Extracted records:
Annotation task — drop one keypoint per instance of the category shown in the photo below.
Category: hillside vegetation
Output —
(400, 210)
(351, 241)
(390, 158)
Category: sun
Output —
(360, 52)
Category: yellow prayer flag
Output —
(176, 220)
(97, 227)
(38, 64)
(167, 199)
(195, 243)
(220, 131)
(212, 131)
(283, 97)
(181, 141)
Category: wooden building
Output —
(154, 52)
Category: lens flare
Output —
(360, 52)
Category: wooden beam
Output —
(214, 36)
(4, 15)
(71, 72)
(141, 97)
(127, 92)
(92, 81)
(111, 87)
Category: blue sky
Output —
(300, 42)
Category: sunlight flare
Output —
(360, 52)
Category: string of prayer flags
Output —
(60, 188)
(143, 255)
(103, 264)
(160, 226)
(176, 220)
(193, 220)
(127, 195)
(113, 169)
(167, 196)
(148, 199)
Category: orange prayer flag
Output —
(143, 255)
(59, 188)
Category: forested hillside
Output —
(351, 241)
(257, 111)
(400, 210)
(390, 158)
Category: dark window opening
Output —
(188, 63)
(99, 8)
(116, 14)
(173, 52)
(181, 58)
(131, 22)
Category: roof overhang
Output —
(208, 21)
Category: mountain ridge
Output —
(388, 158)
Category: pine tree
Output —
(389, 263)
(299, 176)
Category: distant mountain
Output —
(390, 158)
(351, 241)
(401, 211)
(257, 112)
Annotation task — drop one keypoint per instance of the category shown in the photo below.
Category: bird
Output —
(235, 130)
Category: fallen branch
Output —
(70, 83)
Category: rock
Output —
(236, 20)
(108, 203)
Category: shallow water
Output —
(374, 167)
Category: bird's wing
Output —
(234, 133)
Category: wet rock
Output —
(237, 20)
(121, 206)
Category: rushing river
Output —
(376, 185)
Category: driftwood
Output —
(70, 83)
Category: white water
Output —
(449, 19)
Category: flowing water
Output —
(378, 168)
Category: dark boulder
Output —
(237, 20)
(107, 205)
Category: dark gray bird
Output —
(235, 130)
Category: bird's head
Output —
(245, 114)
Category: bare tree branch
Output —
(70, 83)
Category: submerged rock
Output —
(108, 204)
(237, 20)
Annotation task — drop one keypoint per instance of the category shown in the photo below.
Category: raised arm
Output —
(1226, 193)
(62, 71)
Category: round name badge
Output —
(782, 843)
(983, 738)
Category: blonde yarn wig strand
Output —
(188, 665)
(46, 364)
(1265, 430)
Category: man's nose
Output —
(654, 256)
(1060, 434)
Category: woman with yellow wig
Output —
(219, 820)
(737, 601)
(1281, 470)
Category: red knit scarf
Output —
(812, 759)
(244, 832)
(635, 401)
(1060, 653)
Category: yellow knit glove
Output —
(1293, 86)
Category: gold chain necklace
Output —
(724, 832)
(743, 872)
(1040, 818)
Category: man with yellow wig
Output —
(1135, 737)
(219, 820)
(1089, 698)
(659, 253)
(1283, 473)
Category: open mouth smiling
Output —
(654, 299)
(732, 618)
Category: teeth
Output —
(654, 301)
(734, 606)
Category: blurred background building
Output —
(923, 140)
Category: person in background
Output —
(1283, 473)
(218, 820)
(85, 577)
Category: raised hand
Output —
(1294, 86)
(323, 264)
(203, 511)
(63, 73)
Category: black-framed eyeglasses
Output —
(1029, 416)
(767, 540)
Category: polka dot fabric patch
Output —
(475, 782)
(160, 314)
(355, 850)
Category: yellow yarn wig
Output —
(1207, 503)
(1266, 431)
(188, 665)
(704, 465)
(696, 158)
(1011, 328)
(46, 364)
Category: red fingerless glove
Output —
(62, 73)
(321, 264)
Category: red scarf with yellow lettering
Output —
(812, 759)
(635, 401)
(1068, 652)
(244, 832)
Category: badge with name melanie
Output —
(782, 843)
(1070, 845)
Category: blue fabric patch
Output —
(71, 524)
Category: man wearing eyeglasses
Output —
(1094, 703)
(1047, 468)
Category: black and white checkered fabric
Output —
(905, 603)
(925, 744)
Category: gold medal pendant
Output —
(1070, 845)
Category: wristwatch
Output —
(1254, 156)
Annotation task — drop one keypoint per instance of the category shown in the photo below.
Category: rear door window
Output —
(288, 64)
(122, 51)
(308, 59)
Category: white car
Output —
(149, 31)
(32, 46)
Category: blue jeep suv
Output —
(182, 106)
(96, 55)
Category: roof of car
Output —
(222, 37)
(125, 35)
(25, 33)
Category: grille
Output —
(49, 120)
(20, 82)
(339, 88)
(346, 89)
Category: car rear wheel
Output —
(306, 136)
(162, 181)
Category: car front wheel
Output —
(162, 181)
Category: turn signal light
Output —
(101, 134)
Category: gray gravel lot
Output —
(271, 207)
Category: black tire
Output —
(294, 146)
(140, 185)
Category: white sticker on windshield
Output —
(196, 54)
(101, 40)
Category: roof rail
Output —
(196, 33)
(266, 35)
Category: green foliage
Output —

Problem to solve: Please report all lines in the entries where "flare" appears.

Exercise output:
Category: lens flare
Category: sunlight flare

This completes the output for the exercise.